Mataram (Suara NTB) – Balai Bahasa NTB menggelar Peningkatan Apresiasi Sastra bagi Sastrawan di Provinsi Nusa Tenggara Barat (NTB): Karya Bersama Antologi Puisi dan Antologi Cerpen Tahun 2024 dilaksanakan di Hotel Lombok Raya, Mataram, Sabtu, 16 November 2024.
Kegiatan ini dihadiri sebanyak 60 peserta. Peserta terdiri atas sastrawan di Provinsi NTB. Kegiatan ini juga dihadiri sastrawan dari Pulau Sumbawa secara daring. Dalam rangka mengapresiasi karya sastra yang dihasilkan, seluruh peserta nantinya akan menghasilkan karya berupa puisi dan cerita pendek.
Menurut laporan koordinator kegiatan, Rondiyah, pelaksanaan apresiasi sastra ini untuk membuat sastrawan di NTB memiliki kesempatan berkumpul dan bertukar pikiran.
“Kami berharap kegiatan ini menjadi wadah silaturahmi antarsastrawan dan pemantik untuk berkarya sehingga muncul kolaborasi-kolaborasi untuk melestarikan sastra di NTB,” kata Rondiyah saat menyampaikan laporan.
Kepala Balai Bahasa Provinsi NTB, Puji Retno Hardiningtyas menyampaikan betapa NTB akhir-akhir ini dipenuhi oleh sastrawan yang memiliki potensi pengembangan di tingkat nasional. “Yang mungkin tidak banyak diketahui oleh masyarakat, bahwa ada sastrawan asal Sumbawa yang telah memperoleh penghargaan berupa bantuan pemerintah dari Kemendikbudristek, yaitu Dinullah Rayes. Prestasi semacam ini seharusnya juga dapat diperoleh oleh sastrawan lain di Nusa Tenggara Barat yang produktif menghasilkan karya,” ujarnya.
Selepas pembukaan dilakukan, materi oleh narasumber, yakni Aan Mansyur, disampaikan. Materi berkenaan dengan “Menelisik Kepengarangan Cerpen” dan “Menelisik Kepengarangan Puisi”. Ia membuka dengan memaparkan pandangannya terhadap bahasa. Aan mengatakan bahasa memiliki daya yang kuat dalam membentuk dunianya.
Selanjutnya, ia menjabarkan pengalamannya dengan buku, alam, dan manusia yang banyak memberi inspirasi dan membentuk jalan pikirannya dalam menciptakan cerita dan puisi. Bagi Aan, faktor lingkunganlah yang membuat karyanya tumbuh seperti saat ini.
“Penutur bahasa Bugis memang mau tidak mau terdengar puitis. Ini karena banyak kosakata yang tidak eksis dalam bahasa Bugis, sehingga butuh perumpamaan untuk menjelaskannya,” tuturnya. Ia mencontohkan kata mustahil yang tidak terdapat padanannya dalam bahasa Bugis sehingga ia menggunakan istilah memanjat hujan untuk menggantikannya.

Latihan Singkat
Kutip tanpa perubahan bagian berita tentang apresiasi sastra di NTB, mulai dari "Menurut laporan koordinator" sampai dengan "dan bertukar pikiran.".

Isi Data

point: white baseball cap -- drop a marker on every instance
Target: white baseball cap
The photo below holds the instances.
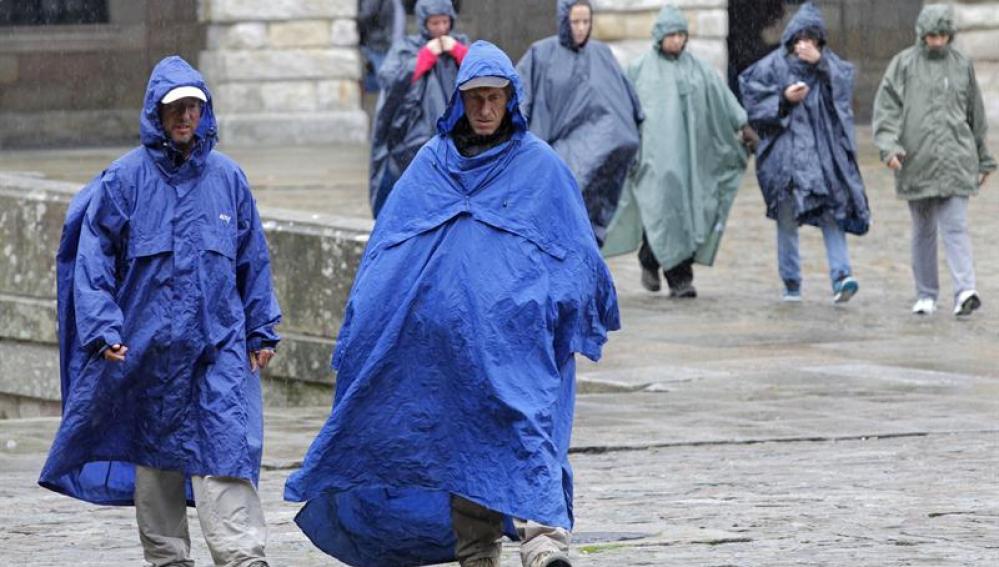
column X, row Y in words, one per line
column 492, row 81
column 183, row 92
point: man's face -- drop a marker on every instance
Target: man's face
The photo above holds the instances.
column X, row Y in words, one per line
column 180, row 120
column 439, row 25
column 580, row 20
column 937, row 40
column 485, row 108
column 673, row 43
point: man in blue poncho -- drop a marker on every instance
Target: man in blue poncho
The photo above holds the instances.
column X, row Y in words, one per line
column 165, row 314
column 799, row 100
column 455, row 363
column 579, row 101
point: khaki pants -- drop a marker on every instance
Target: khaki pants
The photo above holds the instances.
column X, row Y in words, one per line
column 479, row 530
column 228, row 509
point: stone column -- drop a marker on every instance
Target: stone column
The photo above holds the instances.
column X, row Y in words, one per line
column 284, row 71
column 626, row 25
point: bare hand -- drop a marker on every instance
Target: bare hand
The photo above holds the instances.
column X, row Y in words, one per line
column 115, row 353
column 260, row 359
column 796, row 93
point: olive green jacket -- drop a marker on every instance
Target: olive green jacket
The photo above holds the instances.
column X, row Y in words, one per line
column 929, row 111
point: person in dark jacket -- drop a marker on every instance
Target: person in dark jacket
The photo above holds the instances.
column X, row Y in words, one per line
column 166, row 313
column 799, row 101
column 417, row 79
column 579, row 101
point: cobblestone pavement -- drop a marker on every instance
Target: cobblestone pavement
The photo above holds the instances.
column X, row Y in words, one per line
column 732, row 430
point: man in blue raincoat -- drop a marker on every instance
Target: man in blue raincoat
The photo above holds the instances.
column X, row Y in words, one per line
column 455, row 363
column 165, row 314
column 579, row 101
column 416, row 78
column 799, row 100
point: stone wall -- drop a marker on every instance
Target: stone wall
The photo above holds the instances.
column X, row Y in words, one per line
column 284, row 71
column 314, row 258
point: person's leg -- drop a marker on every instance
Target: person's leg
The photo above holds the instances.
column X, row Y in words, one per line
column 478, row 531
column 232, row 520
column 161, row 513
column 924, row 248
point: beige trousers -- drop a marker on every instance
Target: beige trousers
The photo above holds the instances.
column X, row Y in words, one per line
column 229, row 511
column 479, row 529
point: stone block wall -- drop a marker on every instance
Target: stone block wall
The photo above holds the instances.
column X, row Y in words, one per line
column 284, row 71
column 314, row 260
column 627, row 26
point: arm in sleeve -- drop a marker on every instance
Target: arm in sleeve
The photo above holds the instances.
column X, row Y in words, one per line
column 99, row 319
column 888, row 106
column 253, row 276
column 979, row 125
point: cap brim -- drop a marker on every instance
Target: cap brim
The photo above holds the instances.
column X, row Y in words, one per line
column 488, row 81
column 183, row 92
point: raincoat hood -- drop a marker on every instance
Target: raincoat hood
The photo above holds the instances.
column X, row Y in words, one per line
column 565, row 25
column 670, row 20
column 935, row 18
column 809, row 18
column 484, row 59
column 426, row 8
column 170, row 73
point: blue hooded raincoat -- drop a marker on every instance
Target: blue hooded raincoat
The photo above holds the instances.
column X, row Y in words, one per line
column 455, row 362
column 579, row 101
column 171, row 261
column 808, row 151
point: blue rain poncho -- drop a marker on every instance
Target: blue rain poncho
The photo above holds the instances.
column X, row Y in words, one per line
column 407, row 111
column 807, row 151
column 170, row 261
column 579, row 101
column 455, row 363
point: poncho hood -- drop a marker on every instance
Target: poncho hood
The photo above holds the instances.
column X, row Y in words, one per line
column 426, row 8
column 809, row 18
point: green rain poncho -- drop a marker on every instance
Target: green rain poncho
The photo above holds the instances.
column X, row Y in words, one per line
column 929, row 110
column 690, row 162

---

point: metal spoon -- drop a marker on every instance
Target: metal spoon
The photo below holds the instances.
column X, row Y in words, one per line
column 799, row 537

Penyelesaian Soal
Menurut laporan koordinator kegiatan, Rondiyah, pelaksanaan apresiasi sastra ini untuk membuat sastrawan di NTB memiliki kesempatan berkumpul dan bertukar pikiran.